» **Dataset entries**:
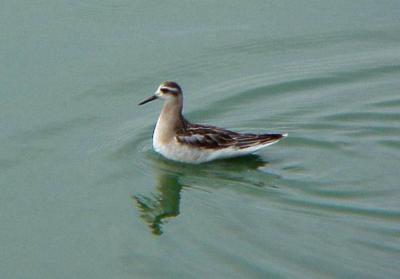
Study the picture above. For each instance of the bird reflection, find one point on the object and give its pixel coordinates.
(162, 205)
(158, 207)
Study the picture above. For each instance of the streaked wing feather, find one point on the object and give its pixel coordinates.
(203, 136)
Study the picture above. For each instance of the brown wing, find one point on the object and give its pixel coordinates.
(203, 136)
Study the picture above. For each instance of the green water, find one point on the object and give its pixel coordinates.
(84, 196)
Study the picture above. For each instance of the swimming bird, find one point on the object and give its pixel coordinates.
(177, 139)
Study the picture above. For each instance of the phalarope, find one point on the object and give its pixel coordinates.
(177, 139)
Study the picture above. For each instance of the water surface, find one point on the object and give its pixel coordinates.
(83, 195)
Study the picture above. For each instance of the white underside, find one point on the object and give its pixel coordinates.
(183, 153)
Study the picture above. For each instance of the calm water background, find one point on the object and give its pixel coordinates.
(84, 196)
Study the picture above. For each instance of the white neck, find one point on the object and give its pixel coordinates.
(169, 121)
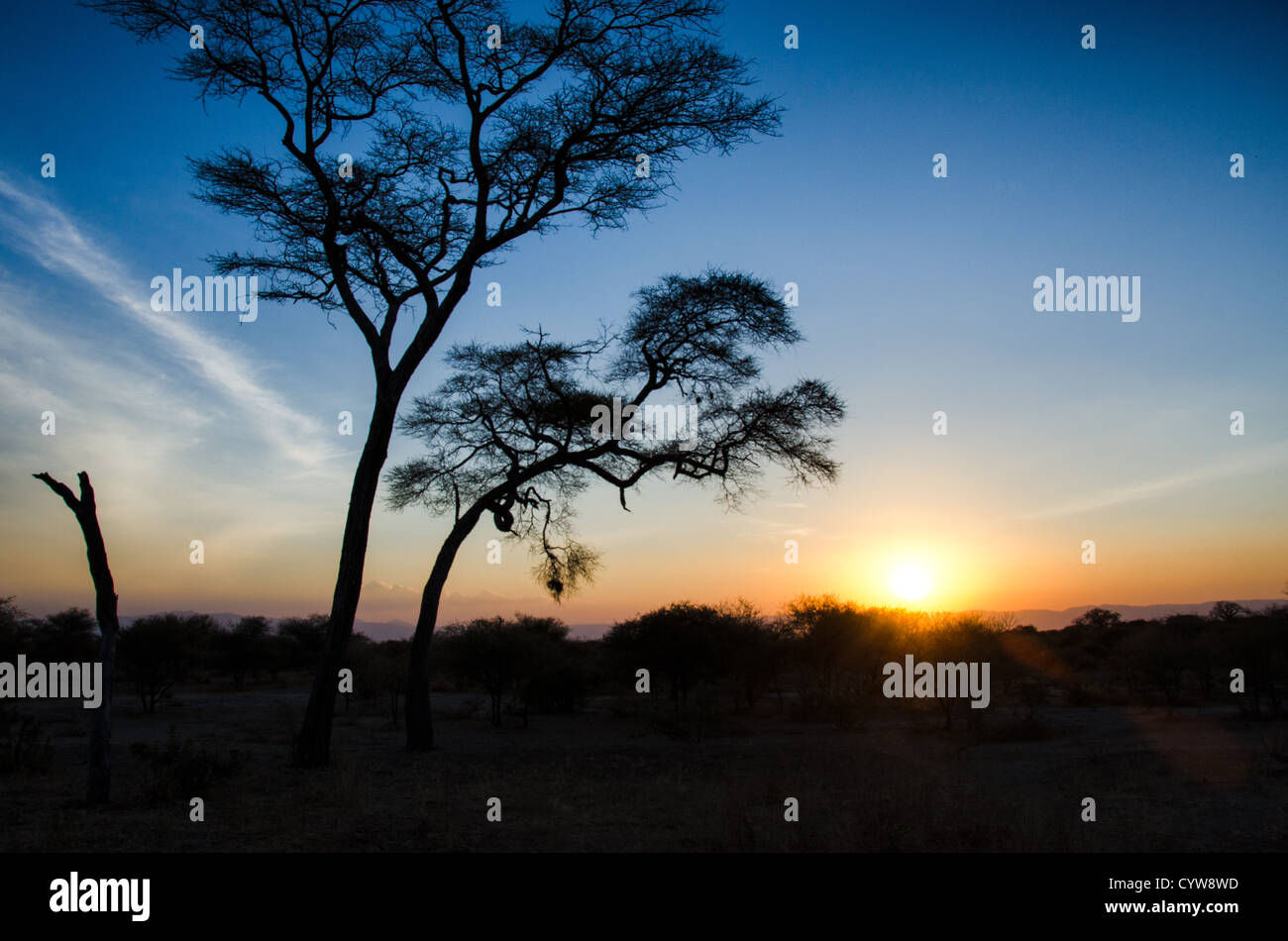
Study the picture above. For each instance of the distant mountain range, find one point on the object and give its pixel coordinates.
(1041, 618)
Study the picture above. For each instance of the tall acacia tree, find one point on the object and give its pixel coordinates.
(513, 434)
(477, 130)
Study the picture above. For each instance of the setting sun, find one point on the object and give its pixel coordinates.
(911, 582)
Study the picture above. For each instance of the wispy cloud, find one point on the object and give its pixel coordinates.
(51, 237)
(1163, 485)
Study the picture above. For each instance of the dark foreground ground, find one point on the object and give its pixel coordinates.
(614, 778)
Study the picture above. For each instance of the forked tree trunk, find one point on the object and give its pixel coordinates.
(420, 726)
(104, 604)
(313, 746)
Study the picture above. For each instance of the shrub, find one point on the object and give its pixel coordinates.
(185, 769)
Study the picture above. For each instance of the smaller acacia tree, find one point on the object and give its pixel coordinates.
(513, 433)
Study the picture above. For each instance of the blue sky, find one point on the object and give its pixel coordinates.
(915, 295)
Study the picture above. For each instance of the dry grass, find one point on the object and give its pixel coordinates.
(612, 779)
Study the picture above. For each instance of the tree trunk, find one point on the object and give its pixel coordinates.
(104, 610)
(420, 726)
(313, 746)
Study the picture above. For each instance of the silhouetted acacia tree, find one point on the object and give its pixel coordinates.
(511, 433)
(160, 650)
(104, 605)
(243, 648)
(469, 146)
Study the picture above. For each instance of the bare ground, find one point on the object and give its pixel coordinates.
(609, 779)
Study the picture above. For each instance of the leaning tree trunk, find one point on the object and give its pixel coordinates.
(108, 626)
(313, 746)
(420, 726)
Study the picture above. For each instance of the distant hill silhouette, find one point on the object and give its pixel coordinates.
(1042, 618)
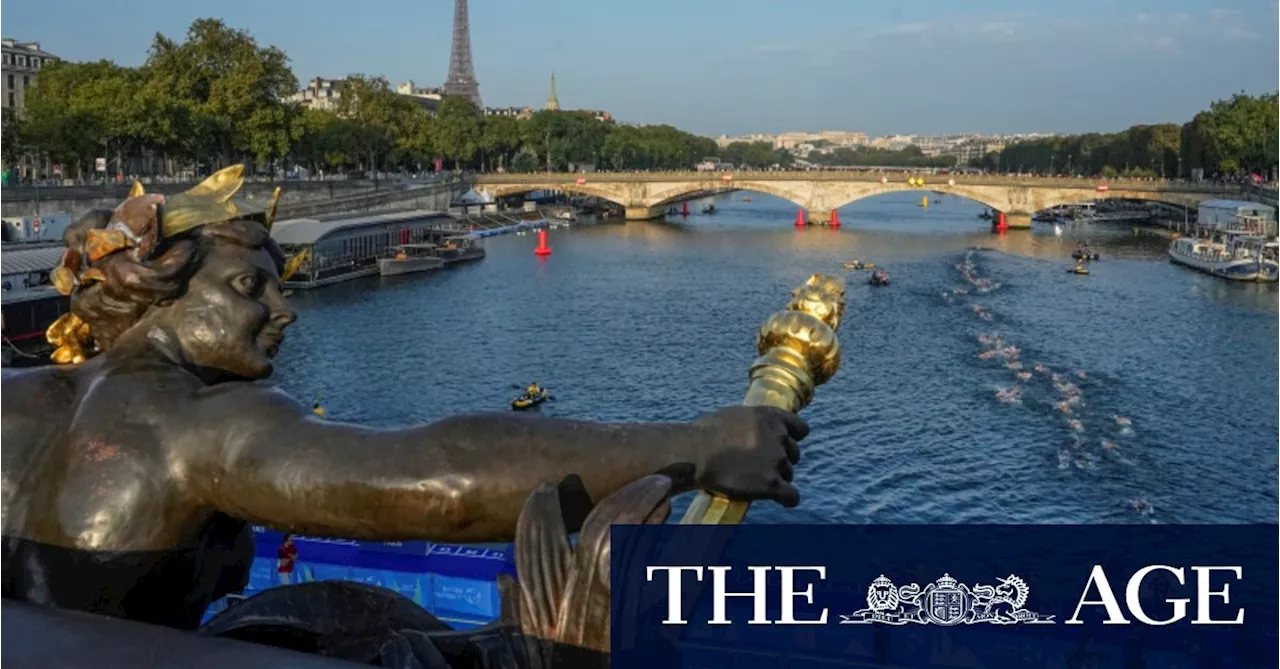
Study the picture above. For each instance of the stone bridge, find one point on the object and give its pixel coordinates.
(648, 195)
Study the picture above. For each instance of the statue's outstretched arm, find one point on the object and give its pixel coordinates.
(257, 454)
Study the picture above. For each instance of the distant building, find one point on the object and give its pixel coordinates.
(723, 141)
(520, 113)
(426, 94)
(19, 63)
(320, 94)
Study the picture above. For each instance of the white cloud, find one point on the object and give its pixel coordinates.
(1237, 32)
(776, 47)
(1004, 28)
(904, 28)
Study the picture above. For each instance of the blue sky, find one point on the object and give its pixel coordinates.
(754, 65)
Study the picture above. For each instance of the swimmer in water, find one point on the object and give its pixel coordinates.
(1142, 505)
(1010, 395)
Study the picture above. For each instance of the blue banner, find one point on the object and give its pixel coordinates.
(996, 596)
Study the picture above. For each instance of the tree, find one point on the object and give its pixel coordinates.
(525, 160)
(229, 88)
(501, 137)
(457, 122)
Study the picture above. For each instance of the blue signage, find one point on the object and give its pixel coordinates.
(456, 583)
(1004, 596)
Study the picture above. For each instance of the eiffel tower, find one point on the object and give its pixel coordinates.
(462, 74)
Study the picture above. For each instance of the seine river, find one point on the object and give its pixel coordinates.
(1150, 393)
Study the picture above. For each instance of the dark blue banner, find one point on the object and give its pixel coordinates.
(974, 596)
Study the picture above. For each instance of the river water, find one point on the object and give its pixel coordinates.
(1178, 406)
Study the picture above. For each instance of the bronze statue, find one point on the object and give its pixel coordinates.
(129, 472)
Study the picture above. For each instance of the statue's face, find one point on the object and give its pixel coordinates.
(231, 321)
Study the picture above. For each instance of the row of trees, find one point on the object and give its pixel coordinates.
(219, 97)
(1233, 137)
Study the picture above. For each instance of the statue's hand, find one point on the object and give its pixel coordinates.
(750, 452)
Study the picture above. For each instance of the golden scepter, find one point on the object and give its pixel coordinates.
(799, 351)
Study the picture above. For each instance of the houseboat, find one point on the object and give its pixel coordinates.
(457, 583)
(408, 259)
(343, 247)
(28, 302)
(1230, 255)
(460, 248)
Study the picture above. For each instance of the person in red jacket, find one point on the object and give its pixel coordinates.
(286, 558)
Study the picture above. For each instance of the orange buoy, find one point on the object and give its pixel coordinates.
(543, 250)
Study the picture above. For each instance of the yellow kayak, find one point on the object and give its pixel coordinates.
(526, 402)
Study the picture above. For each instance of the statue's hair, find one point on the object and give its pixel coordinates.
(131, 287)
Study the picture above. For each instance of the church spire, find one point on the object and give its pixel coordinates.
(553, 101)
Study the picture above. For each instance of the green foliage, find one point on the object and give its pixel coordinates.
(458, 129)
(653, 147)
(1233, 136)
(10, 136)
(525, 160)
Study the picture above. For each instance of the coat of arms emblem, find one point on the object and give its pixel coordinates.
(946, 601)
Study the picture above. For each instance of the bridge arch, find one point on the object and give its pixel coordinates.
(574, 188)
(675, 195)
...
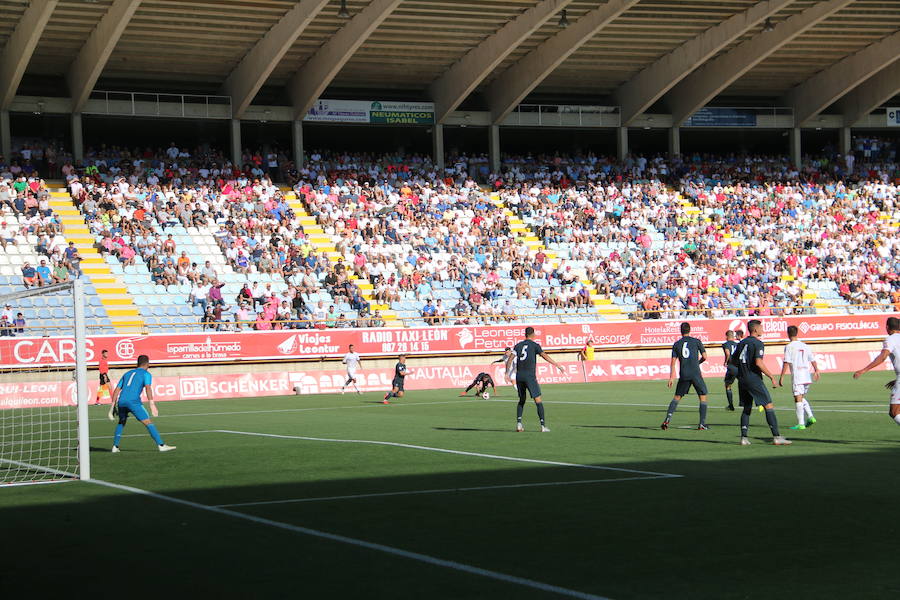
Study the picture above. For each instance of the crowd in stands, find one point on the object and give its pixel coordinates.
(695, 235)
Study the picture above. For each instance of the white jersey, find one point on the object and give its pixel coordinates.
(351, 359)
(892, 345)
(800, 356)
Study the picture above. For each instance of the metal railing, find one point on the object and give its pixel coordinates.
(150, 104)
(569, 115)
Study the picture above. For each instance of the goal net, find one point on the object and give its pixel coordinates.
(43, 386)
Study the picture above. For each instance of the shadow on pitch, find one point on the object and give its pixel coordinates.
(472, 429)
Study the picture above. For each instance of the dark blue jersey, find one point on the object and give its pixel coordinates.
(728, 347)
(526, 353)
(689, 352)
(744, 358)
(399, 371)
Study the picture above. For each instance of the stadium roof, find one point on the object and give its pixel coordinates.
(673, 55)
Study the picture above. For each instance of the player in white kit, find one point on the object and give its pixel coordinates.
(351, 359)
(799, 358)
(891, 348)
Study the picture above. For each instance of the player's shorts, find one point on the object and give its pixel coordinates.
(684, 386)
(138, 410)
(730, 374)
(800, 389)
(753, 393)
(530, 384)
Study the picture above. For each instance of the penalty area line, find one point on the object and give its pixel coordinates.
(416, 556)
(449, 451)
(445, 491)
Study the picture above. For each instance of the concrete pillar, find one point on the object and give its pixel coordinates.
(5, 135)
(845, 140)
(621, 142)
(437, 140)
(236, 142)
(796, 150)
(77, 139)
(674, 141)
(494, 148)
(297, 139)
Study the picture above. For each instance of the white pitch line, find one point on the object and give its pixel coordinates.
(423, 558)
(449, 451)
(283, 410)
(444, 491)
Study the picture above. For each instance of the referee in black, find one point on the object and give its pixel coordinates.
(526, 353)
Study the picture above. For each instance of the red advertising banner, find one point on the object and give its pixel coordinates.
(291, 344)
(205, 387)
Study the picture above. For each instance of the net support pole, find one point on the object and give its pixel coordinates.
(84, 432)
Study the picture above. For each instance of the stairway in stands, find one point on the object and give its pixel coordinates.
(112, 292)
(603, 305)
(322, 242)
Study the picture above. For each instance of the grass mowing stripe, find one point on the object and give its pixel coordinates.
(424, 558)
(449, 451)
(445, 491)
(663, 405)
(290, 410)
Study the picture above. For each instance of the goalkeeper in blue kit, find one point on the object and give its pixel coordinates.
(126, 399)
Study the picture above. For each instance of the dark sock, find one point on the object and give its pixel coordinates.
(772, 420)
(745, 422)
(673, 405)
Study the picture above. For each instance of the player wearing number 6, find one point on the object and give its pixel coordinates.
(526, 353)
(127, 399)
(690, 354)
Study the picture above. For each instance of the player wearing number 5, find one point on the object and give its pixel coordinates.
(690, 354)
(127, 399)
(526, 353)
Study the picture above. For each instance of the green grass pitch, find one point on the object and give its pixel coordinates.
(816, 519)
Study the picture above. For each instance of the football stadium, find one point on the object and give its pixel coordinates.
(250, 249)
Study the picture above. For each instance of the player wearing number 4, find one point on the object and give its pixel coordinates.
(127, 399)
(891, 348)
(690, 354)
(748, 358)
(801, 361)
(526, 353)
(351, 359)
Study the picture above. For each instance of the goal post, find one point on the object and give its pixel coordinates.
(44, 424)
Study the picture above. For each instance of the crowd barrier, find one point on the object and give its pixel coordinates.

» **What the exercise asks**: Present the material as a Markdown table with the columns No. and Line, starting at the line containing "white cloud, find" and ending with the line containing "(1150, 393)". Number each line in order and omit blank lines.

» **Solution to the problem**:
| No. | Line |
|---|---|
| 1 | Study the picture above. For each instance of the white cloud, find one point on the object and give its pixel coordinates. |
| 2 | (1237, 32) |
| 3 | (776, 47) |
| 4 | (1004, 28) |
| 5 | (904, 28) |
| 6 | Study the picture above. For each instance of the blue sky, find one point on the object and give its pixel coordinates. |
| 7 | (754, 65) |
| 8 | Study the picture above. For each instance of the swimmer in water, find one point on the object and give its pixel coordinates. |
| 9 | (1142, 505) |
| 10 | (1010, 395) |
| 11 | Study the picture above. For each instance of the blue banner, find one point on the object and give its pixel coordinates. |
| 12 | (996, 596) |
| 13 | Study the picture above. For each instance of the tree, find one point on the object and give its pixel coordinates. |
| 14 | (525, 160) |
| 15 | (229, 88) |
| 16 | (501, 137) |
| 17 | (457, 122) |
| 18 | Study the picture above. For each instance of the blue signage, find one point on the object and give its pixel coordinates. |
| 19 | (456, 583) |
| 20 | (1004, 596) |
| 21 | Study the picture above. For each instance of the eiffel tower, find one point on the object and give its pixel coordinates. |
| 22 | (462, 74) |
| 23 | Study the picture above. For each instance of the seine river, find one point on the object and give its pixel coordinates. |
| 24 | (1150, 393) |